▽

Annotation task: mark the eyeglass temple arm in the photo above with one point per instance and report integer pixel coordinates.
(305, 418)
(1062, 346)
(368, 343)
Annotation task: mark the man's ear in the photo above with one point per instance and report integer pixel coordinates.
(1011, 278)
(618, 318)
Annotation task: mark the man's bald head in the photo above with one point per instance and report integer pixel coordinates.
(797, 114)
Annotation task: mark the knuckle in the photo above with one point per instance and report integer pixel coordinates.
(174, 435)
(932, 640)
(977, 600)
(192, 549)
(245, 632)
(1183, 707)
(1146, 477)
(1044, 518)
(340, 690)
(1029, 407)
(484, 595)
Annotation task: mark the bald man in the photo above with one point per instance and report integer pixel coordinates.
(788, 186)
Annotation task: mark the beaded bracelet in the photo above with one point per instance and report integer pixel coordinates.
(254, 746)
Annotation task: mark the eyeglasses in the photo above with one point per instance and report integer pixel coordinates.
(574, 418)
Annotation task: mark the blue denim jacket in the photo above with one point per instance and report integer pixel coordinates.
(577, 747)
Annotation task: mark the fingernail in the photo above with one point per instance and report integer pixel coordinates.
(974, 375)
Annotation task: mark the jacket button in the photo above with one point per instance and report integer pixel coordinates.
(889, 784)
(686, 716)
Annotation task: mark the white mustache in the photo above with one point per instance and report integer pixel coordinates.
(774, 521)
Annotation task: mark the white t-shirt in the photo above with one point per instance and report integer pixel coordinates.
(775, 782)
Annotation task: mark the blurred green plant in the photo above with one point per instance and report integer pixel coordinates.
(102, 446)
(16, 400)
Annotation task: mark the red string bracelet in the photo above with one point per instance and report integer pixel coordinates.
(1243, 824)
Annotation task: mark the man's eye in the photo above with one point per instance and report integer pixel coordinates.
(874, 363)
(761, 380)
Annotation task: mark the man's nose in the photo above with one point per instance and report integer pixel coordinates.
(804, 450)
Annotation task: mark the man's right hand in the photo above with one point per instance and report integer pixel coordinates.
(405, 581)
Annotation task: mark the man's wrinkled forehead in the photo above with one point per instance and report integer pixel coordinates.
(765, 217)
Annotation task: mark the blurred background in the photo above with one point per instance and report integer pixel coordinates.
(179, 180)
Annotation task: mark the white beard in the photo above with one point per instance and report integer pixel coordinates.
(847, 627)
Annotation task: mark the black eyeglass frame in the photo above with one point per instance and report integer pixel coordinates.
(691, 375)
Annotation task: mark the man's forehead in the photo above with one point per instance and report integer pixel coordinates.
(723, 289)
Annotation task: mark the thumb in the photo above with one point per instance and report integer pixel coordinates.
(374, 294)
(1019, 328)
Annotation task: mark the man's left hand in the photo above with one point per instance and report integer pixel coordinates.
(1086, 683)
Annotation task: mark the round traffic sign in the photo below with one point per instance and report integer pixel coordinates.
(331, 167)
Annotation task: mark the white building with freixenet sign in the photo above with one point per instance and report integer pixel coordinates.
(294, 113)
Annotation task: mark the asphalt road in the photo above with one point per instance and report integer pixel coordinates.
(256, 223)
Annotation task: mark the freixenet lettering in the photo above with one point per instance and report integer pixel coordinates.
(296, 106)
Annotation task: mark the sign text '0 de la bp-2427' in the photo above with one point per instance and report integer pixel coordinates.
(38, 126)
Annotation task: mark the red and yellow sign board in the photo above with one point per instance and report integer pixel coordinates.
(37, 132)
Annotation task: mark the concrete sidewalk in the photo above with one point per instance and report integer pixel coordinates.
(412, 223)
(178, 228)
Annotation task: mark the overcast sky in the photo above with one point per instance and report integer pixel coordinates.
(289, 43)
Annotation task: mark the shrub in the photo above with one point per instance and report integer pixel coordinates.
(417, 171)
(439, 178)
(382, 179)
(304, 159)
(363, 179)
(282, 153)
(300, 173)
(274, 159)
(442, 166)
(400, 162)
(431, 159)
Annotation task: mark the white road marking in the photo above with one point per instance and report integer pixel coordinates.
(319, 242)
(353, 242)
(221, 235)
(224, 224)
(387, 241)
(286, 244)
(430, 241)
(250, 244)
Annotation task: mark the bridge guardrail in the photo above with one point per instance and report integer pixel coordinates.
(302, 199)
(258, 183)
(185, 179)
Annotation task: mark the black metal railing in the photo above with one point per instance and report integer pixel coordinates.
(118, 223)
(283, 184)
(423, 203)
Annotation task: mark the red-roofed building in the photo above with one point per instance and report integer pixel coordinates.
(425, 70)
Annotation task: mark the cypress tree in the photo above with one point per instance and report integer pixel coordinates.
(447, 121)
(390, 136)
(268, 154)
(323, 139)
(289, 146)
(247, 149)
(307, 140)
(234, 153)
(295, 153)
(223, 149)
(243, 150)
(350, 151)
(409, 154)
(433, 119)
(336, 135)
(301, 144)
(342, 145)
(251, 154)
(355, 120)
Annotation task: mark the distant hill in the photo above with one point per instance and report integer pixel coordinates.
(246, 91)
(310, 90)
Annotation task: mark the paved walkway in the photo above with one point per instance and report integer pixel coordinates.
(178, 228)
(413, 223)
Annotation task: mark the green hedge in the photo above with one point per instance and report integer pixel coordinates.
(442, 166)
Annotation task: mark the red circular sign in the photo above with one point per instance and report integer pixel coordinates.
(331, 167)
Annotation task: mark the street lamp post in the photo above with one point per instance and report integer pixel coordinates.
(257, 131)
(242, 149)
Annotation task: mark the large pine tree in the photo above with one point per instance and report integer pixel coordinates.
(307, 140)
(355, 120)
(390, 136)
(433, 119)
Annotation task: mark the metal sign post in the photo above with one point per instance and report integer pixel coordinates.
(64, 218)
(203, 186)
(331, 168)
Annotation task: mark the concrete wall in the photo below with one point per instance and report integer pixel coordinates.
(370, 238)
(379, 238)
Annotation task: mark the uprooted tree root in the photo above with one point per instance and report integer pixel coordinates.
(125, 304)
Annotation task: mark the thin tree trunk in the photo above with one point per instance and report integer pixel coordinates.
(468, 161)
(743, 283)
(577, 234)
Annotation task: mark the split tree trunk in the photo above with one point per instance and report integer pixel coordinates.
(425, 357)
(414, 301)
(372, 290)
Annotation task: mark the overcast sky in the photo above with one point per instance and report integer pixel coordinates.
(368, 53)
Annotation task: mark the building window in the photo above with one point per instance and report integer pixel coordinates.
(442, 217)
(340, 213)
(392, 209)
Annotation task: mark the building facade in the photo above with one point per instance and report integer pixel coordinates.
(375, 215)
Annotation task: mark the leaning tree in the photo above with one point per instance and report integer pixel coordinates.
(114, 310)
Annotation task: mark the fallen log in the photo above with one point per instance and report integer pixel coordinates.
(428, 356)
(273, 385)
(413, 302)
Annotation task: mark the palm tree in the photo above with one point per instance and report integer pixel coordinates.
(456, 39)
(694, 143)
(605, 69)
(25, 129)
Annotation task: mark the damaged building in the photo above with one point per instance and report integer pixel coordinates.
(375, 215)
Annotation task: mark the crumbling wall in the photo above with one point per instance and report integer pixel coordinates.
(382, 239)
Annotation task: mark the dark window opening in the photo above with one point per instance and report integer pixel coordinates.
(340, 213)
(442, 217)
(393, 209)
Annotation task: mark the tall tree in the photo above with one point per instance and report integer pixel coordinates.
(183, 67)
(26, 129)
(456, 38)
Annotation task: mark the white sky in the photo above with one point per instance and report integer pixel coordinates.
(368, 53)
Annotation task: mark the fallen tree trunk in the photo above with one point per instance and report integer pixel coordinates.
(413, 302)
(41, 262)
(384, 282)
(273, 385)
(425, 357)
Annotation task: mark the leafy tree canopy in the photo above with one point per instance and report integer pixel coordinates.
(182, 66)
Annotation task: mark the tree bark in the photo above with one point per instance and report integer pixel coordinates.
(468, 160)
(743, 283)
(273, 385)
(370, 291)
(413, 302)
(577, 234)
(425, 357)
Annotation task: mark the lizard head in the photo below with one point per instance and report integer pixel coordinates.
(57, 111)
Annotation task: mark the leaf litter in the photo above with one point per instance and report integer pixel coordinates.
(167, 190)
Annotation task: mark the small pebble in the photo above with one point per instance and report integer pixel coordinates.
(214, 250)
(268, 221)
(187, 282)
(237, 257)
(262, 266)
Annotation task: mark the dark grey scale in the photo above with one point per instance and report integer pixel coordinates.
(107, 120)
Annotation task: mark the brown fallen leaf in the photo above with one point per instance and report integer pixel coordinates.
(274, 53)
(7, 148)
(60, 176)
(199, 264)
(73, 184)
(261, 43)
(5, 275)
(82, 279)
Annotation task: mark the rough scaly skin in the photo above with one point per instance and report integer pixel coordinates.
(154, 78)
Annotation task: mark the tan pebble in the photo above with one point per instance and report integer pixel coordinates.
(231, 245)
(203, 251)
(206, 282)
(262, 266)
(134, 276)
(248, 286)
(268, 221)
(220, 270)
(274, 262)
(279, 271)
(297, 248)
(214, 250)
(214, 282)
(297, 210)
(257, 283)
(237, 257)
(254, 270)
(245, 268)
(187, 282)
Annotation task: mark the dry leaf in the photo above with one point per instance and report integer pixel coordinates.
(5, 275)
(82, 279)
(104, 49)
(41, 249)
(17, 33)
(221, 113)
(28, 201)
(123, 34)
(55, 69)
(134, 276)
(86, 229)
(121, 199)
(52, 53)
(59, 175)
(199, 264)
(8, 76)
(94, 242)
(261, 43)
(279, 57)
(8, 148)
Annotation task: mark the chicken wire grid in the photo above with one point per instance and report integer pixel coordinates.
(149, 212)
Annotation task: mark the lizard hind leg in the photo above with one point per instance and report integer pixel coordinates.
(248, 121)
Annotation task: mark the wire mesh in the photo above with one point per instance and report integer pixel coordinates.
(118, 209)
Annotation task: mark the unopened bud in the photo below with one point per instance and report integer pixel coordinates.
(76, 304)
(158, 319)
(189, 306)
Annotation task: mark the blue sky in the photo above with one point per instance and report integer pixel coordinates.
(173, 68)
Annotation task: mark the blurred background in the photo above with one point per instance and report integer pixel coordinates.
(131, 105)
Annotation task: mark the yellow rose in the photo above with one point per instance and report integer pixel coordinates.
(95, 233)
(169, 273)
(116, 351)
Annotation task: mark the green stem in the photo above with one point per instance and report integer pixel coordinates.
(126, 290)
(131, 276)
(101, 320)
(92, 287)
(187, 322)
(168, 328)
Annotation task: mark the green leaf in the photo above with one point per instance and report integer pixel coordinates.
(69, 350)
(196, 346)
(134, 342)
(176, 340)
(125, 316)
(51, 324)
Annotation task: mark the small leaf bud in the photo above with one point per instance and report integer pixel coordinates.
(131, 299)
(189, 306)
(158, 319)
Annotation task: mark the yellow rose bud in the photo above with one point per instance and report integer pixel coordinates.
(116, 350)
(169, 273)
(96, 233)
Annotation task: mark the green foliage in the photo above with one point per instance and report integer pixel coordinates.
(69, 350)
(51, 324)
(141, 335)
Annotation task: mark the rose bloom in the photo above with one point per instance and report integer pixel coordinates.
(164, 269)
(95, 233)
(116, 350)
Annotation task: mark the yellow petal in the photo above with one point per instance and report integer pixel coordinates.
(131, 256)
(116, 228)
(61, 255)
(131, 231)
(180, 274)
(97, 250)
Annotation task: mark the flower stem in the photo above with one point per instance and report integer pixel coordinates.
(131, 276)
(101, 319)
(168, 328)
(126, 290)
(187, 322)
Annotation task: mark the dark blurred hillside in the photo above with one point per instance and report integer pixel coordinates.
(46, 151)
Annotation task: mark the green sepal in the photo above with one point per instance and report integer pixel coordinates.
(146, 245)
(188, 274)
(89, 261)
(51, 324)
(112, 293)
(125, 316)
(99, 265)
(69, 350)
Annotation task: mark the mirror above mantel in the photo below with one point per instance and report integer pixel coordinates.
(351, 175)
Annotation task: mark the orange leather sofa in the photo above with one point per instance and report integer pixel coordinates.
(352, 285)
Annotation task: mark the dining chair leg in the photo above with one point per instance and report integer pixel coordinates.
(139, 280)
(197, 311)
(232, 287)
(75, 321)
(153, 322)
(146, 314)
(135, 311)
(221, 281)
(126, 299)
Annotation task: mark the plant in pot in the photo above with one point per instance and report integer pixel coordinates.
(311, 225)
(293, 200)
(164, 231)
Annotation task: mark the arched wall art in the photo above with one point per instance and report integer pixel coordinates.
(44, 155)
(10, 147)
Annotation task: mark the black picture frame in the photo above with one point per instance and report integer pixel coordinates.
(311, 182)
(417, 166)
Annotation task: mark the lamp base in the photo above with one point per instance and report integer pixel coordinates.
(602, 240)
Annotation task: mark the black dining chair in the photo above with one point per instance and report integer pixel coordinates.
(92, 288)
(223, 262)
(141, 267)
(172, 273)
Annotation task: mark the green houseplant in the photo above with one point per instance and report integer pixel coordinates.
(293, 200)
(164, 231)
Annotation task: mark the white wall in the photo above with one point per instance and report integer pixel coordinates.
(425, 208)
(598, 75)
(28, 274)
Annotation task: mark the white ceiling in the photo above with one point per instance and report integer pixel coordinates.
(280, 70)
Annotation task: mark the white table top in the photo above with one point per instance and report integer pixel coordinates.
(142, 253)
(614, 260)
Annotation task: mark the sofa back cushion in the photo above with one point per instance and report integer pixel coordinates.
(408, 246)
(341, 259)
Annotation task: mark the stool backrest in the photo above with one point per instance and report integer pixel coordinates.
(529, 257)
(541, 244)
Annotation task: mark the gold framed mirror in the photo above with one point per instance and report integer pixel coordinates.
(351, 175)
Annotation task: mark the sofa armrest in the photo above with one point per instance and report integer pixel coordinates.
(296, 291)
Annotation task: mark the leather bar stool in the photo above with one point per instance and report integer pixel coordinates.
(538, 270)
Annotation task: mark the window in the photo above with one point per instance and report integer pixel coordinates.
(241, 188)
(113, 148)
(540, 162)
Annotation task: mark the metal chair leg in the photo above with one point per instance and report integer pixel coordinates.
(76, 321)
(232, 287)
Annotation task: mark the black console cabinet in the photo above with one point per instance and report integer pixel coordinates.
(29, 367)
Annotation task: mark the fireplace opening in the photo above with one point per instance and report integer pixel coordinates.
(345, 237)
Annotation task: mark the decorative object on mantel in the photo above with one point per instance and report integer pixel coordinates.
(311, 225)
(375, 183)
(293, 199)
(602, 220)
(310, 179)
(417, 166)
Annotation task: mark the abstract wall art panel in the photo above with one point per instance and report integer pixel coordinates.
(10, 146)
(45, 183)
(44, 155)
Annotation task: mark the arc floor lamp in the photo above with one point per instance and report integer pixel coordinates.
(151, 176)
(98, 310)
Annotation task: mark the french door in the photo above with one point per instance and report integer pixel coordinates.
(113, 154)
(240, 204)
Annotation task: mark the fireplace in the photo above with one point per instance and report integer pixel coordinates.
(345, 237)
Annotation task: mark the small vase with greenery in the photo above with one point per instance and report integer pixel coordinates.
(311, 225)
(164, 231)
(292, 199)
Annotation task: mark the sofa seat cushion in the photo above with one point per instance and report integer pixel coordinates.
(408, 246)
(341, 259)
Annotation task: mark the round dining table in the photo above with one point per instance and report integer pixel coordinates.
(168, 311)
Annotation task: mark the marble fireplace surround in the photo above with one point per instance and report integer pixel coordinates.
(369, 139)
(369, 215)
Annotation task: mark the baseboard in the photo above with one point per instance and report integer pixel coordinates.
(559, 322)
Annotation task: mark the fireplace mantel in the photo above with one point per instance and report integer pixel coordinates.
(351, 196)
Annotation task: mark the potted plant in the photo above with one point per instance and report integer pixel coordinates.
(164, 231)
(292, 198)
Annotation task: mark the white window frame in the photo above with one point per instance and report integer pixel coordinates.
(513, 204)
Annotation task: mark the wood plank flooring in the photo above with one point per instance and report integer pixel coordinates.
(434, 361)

△

Beginning at the line that contains "Annotation task: mark the baseboard", retype each line of the listing up to and including the last one, exactly as it stands, and nothing else.

Annotation task: mark the baseboard in the photo above with one point per instance and report integer pixel coordinates.
(559, 322)
Annotation task: mark the fireplace mantel in the photo above with one point per instance and report integer pixel coordinates.
(351, 196)
Annotation task: mark the potted plant in the photo above with one point per instance and report integer pixel coordinates.
(164, 231)
(292, 198)
Annotation task: mark the white window frame in the photo above with one point per instance and report integer pixel coordinates.
(513, 204)
Annotation task: mark the wood plank flooring in the photo above with one point per instance and report integer pixel coordinates.
(434, 361)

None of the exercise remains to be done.